提示文.
····················

伊藤哲司 茨城大学人文学部教授(社会心理学)

Vol.263 いま、私たちの民主主義が問われている 一橋大学法学研究科教員(憲法学)只野雅人さん

 戦争と武力の行使を禁じ戦力の不保持を定める憲法9条のもとで政府がとってきたのが、自衛権行使を厳しく限定する憲法解釈であった。60年にもわたり、急迫不正の侵害に対する必要最小限度の実力行使のみが許されるとの解釈がとられてきた。安保法案の内容は、長年確立してきたこうした解釈から到底正当化できるものではない。

····················

課題.
憲法9条の解釈と安保法案についての文章を、最後の文に続けて書き進めなさい。

抽出項目.
····················

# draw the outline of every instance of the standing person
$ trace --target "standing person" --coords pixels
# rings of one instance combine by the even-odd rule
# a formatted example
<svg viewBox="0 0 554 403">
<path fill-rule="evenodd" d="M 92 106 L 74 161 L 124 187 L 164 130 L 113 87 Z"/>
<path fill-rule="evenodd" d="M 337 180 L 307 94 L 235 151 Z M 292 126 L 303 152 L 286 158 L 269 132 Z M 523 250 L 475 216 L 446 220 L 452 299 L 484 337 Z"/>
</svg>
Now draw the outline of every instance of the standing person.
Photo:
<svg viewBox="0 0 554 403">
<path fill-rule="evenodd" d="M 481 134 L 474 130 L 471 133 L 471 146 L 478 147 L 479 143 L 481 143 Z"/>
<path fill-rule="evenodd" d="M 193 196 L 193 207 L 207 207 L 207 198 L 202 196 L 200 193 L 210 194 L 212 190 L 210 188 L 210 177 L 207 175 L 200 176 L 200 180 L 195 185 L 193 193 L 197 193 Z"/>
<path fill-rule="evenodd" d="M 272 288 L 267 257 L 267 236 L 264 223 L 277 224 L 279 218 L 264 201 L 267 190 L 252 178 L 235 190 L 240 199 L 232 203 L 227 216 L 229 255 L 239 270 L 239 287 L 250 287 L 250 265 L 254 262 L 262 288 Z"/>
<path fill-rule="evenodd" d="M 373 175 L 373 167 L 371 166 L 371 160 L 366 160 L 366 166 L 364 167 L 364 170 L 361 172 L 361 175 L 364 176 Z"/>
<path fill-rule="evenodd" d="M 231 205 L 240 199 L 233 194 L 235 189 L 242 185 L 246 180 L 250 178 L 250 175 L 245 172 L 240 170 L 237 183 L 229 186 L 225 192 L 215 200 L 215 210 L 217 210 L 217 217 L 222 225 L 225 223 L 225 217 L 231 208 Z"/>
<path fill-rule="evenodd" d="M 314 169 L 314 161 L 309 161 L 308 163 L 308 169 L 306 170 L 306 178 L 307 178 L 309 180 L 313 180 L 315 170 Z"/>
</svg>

····················

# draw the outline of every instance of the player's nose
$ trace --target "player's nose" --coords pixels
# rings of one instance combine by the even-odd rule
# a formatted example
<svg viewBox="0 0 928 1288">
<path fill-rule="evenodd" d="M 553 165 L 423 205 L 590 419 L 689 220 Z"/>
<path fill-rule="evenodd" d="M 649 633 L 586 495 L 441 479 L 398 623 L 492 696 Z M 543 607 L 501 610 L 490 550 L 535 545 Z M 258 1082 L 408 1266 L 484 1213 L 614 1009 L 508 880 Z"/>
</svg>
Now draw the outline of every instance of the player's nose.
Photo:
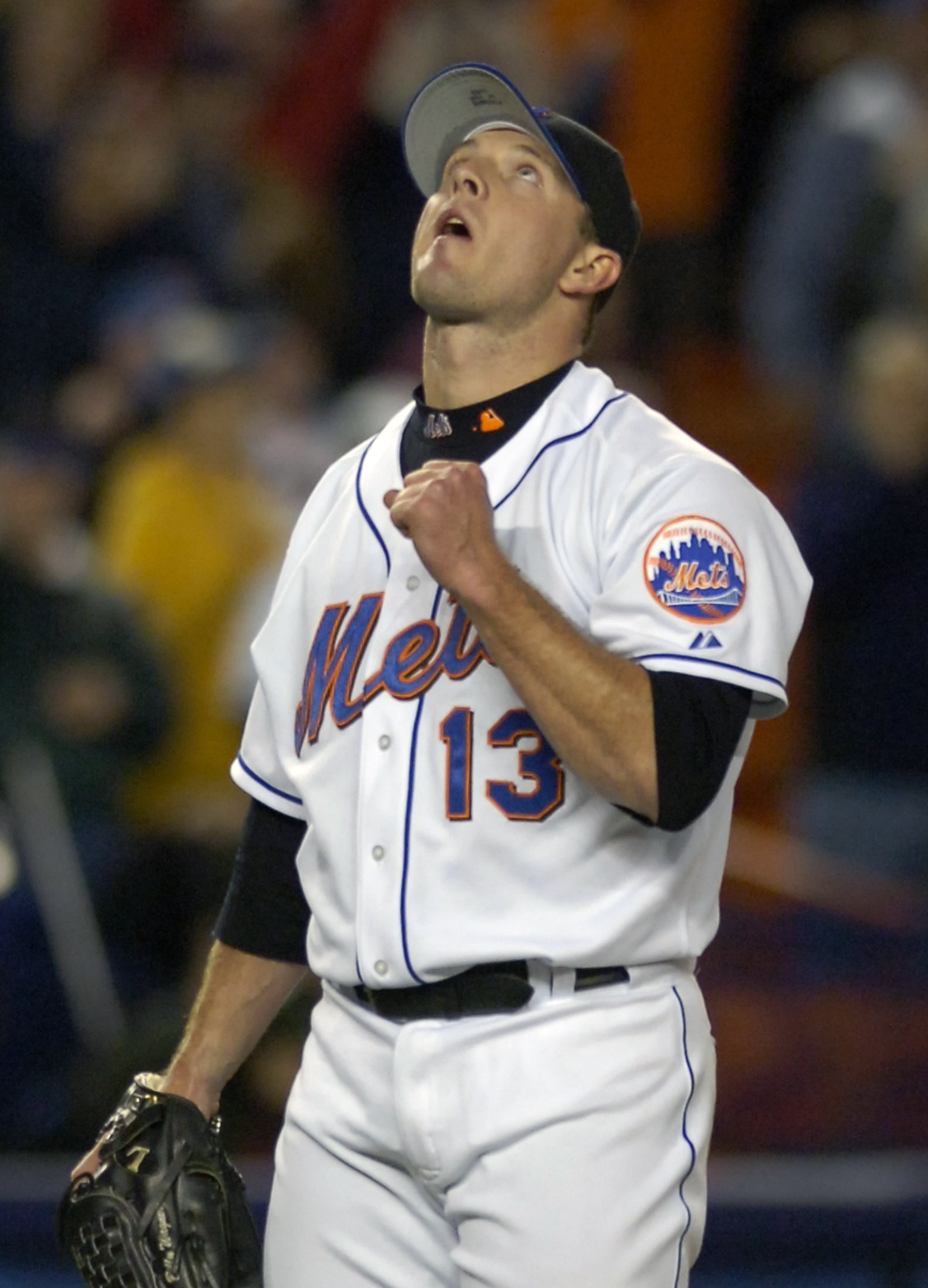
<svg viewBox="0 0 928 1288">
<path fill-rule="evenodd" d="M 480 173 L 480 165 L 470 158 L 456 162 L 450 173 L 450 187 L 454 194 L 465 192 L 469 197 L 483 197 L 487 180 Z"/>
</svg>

····················

最終結果.
 このような武力行使の厳しい制約は、政策判断としてではなく、最高法規である憲法の解釈としてとられてきたものである。憲法9条を通じて、その時々の多数の判断だけでは変えられない憲法という固いルールによって、武力の行使に枠をはめてきたことの意味を確認しなければならない。安倍政権は、国会の多数だけでは変えられないはずのルールを法律で変えようとしている。これまで憲法で禁じられてきた事柄が、多数だけで決められる政策決定の領域に移されようとしている。

 「国会等における論議の積み重ねを経て確立され、定着しているような解釈については、政府がこれを基本的に変更するということは困難である」

 かつての法制局長官による答弁の一節である。これまでの政府の9条解釈は、国会で厳しい議論が繰り返される中で、維持されてきた。国会の審議は、国民の監視のなかで行われる。国民が常に厳しい目を向け続けてきたことが、強い歯止めともなってきたのである。

 9条と立憲主義が脅かされている今、あらためて私たちの民主主義の力が問われている。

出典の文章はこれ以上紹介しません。